Retrieve each line that contains the word "white" from the entries below.

__RECORD EXCERPTS__:
* * * *
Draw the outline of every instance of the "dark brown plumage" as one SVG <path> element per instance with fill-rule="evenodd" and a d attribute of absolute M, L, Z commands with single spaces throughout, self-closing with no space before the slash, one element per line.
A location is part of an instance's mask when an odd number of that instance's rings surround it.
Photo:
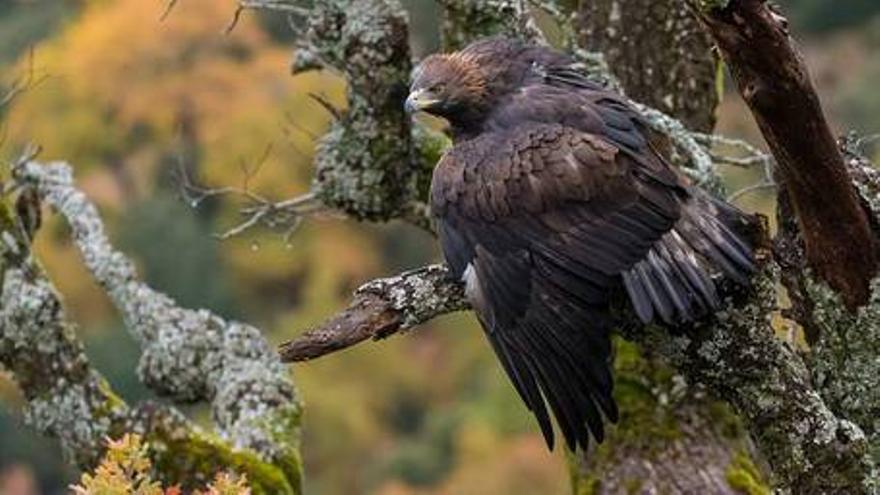
<path fill-rule="evenodd" d="M 609 297 L 667 323 L 719 301 L 711 266 L 748 282 L 742 213 L 688 186 L 640 115 L 549 49 L 493 38 L 425 59 L 410 110 L 446 118 L 434 171 L 443 253 L 550 448 L 546 406 L 569 447 L 618 417 Z"/>

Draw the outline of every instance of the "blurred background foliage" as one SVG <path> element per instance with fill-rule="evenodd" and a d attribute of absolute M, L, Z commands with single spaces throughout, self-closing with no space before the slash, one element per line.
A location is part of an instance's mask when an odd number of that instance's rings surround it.
<path fill-rule="evenodd" d="M 404 3 L 414 52 L 435 50 L 436 5 Z M 783 5 L 835 128 L 880 132 L 880 3 Z M 151 284 L 186 305 L 253 322 L 273 342 L 340 309 L 360 283 L 437 259 L 433 239 L 415 228 L 333 217 L 309 220 L 289 243 L 272 232 L 214 240 L 240 204 L 194 206 L 175 173 L 278 199 L 306 191 L 315 139 L 330 119 L 308 94 L 342 105 L 344 84 L 329 72 L 291 77 L 292 34 L 277 17 L 248 14 L 224 34 L 232 1 L 181 0 L 160 21 L 163 8 L 157 0 L 0 0 L 0 82 L 31 61 L 47 76 L 0 110 L 0 158 L 33 142 L 44 159 L 70 161 L 113 240 Z M 727 94 L 719 116 L 722 132 L 761 142 L 736 95 Z M 728 172 L 731 190 L 755 180 Z M 772 194 L 740 202 L 766 211 Z M 65 226 L 50 220 L 37 249 L 95 365 L 126 398 L 150 398 L 134 375 L 137 347 Z M 308 493 L 568 490 L 563 456 L 546 453 L 470 315 L 292 372 L 306 404 Z M 0 371 L 0 494 L 63 493 L 76 473 L 55 444 L 21 426 L 20 400 Z"/>

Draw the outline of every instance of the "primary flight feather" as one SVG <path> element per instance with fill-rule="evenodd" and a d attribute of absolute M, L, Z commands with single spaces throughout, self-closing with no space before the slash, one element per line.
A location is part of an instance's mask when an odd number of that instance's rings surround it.
<path fill-rule="evenodd" d="M 742 284 L 744 214 L 688 185 L 620 95 L 573 61 L 503 38 L 427 57 L 409 111 L 450 124 L 431 208 L 443 254 L 553 448 L 550 412 L 575 450 L 617 421 L 609 298 L 644 321 L 719 304 L 713 267 Z"/>

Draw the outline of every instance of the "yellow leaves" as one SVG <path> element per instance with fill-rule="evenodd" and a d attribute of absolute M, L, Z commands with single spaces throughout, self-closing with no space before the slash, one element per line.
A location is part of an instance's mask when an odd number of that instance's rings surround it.
<path fill-rule="evenodd" d="M 71 489 L 77 495 L 163 495 L 162 487 L 148 475 L 150 467 L 140 436 L 108 439 L 107 453 L 94 474 L 83 474 L 80 484 Z"/>
<path fill-rule="evenodd" d="M 216 78 L 215 64 L 234 74 L 236 66 L 265 49 L 266 37 L 254 22 L 223 34 L 233 7 L 227 2 L 179 2 L 164 21 L 161 7 L 120 0 L 86 8 L 56 45 L 64 53 L 58 61 L 69 71 L 71 89 L 119 107 L 123 121 L 163 109 L 171 118 L 176 98 L 199 90 L 216 95 L 243 79 Z"/>
<path fill-rule="evenodd" d="M 179 2 L 160 21 L 162 3 L 91 2 L 39 45 L 37 68 L 50 79 L 11 109 L 10 141 L 38 142 L 48 155 L 91 165 L 139 147 L 167 147 L 184 109 L 200 139 L 223 140 L 219 156 L 239 156 L 224 154 L 224 144 L 235 141 L 230 132 L 252 127 L 254 115 L 270 132 L 252 146 L 278 136 L 298 84 L 288 75 L 288 49 L 248 16 L 223 34 L 234 2 Z"/>
<path fill-rule="evenodd" d="M 107 439 L 107 453 L 92 474 L 84 473 L 78 485 L 71 486 L 76 495 L 180 495 L 179 486 L 163 488 L 151 476 L 149 446 L 140 435 L 125 434 L 118 440 Z M 217 473 L 214 481 L 195 495 L 250 495 L 244 476 Z"/>
<path fill-rule="evenodd" d="M 250 495 L 251 490 L 244 476 L 218 473 L 206 490 L 196 490 L 195 493 L 196 495 Z"/>

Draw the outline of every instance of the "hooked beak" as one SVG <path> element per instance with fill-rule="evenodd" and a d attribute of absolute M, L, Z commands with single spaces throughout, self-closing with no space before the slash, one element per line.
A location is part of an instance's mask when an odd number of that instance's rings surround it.
<path fill-rule="evenodd" d="M 416 113 L 419 110 L 425 110 L 440 102 L 439 98 L 434 97 L 427 89 L 417 89 L 409 94 L 403 108 L 407 113 Z"/>

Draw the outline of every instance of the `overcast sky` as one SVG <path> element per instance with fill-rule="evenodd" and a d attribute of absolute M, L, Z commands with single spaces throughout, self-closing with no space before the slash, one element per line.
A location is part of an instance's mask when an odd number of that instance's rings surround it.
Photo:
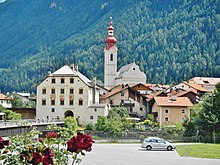
<path fill-rule="evenodd" d="M 0 3 L 4 2 L 5 0 L 0 0 Z"/>

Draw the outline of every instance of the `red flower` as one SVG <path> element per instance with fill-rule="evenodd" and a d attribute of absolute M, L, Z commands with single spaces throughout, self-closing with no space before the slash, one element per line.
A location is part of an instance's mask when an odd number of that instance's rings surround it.
<path fill-rule="evenodd" d="M 56 138 L 57 137 L 57 134 L 55 132 L 47 132 L 46 134 L 46 138 Z"/>
<path fill-rule="evenodd" d="M 53 156 L 54 154 L 51 152 L 51 150 L 49 148 L 46 148 L 43 151 L 43 156 L 42 156 L 43 165 L 53 164 Z"/>
<path fill-rule="evenodd" d="M 8 146 L 9 145 L 9 140 L 4 140 L 1 136 L 0 136 L 0 149 L 5 148 L 4 146 Z"/>
<path fill-rule="evenodd" d="M 33 165 L 37 165 L 42 162 L 42 157 L 41 157 L 40 153 L 34 152 L 34 153 L 32 153 L 32 156 L 33 156 L 33 159 L 31 161 L 31 163 Z"/>
<path fill-rule="evenodd" d="M 51 152 L 49 148 L 46 148 L 42 153 L 34 152 L 32 153 L 33 159 L 31 163 L 33 165 L 37 165 L 39 163 L 43 163 L 43 165 L 52 165 L 53 164 L 53 156 L 54 154 Z"/>
<path fill-rule="evenodd" d="M 94 141 L 90 135 L 84 135 L 78 132 L 76 137 L 73 136 L 67 142 L 67 150 L 75 153 L 82 152 L 82 150 L 91 151 L 93 143 Z"/>

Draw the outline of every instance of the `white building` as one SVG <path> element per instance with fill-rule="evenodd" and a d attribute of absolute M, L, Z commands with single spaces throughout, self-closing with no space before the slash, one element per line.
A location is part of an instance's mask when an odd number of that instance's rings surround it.
<path fill-rule="evenodd" d="M 112 88 L 118 84 L 146 83 L 146 75 L 141 72 L 135 63 L 125 65 L 117 72 L 117 39 L 114 37 L 114 28 L 110 18 L 108 37 L 104 48 L 104 86 Z"/>
<path fill-rule="evenodd" d="M 100 116 L 108 115 L 108 106 L 99 104 L 99 90 L 94 84 L 74 66 L 65 65 L 49 74 L 37 86 L 37 119 L 73 116 L 81 125 L 96 123 Z"/>
<path fill-rule="evenodd" d="M 3 106 L 4 108 L 11 108 L 11 98 L 0 93 L 0 105 Z"/>

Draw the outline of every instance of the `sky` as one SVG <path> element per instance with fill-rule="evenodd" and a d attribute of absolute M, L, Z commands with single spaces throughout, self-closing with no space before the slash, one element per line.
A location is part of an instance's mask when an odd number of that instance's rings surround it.
<path fill-rule="evenodd" d="M 5 2 L 5 0 L 0 0 L 0 3 Z"/>

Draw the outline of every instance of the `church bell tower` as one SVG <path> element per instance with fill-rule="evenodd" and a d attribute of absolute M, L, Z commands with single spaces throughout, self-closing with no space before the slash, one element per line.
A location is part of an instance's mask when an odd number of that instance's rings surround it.
<path fill-rule="evenodd" d="M 104 86 L 112 88 L 115 86 L 115 78 L 117 76 L 117 39 L 114 37 L 114 28 L 112 17 L 110 17 L 110 25 L 108 27 L 108 37 L 106 38 L 106 46 L 104 48 Z"/>

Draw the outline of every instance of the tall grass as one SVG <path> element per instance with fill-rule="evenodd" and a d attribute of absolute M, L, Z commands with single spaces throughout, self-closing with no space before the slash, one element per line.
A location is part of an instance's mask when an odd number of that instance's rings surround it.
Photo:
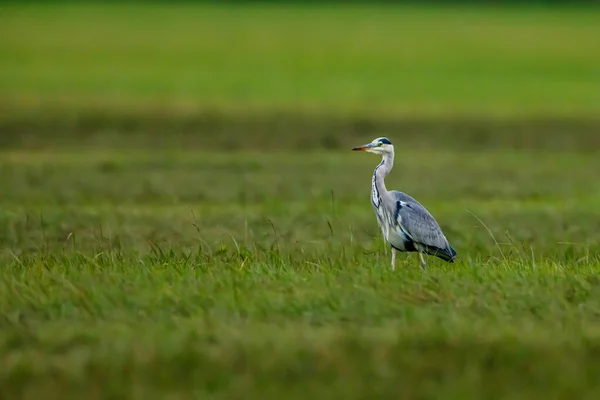
<path fill-rule="evenodd" d="M 3 394 L 594 396 L 598 158 L 398 150 L 457 263 L 391 271 L 364 154 L 5 153 Z"/>

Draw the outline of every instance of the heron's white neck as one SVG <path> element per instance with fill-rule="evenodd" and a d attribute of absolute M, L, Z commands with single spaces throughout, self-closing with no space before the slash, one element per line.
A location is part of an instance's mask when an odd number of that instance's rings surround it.
<path fill-rule="evenodd" d="M 383 155 L 381 163 L 375 168 L 373 172 L 373 182 L 371 184 L 372 190 L 372 201 L 373 204 L 378 207 L 381 202 L 381 198 L 388 196 L 388 190 L 385 187 L 384 178 L 390 173 L 394 166 L 394 153 L 386 153 Z"/>

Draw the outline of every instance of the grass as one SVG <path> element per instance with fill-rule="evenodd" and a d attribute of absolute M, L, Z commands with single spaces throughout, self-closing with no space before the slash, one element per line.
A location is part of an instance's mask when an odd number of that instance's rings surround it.
<path fill-rule="evenodd" d="M 4 153 L 3 392 L 597 395 L 598 158 L 399 151 L 456 264 L 390 270 L 375 156 Z"/>
<path fill-rule="evenodd" d="M 2 397 L 598 397 L 597 9 L 1 7 Z"/>
<path fill-rule="evenodd" d="M 5 149 L 600 148 L 598 8 L 1 7 Z"/>
<path fill-rule="evenodd" d="M 1 7 L 1 148 L 600 148 L 598 8 Z"/>
<path fill-rule="evenodd" d="M 599 21 L 597 8 L 3 6 L 0 100 L 13 111 L 595 116 Z"/>

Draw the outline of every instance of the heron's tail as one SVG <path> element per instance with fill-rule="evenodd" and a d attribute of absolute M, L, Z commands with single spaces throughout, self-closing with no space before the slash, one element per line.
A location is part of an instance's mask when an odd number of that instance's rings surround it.
<path fill-rule="evenodd" d="M 445 249 L 441 249 L 439 247 L 428 247 L 427 250 L 429 255 L 441 258 L 449 263 L 453 263 L 454 259 L 456 258 L 456 251 L 454 248 L 452 248 L 450 243 L 448 243 L 448 247 Z"/>

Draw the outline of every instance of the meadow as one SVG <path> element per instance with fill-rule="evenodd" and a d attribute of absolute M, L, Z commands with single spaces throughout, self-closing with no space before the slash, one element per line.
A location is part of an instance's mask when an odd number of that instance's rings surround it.
<path fill-rule="evenodd" d="M 596 398 L 598 21 L 2 6 L 1 397 Z"/>

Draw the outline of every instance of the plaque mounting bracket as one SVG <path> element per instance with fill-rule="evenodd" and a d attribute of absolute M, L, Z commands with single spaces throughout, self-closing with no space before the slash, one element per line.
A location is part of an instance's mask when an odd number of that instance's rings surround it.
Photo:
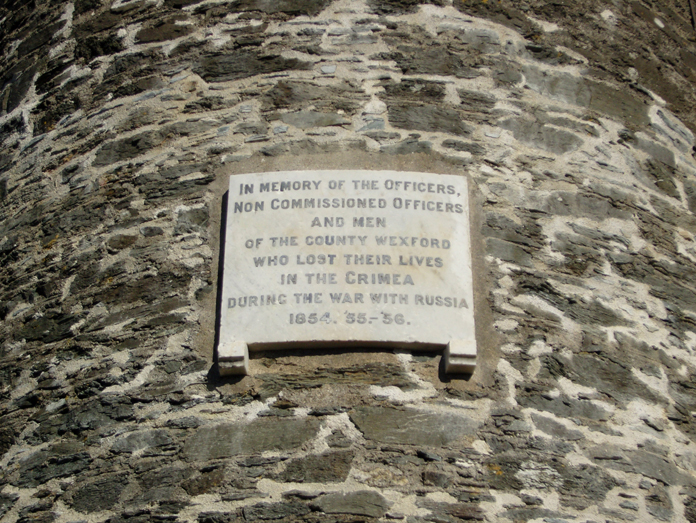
* * * *
__WRITTEN ANSWER__:
Draw the outline of every instance of the `white building` as one SVG <path> element per instance with fill-rule="evenodd" and a d attribute of absolute M, L, Z commands with single spaces throughout, self-closing with no space before the slash, one element per line.
Draw the outline of every instance of the heron's white neck as one SVG <path> element per instance with fill-rule="evenodd" and a d attribute of absolute M, L, Z commands with single spaces throughout, self-closing with no space before the slash, one element per line.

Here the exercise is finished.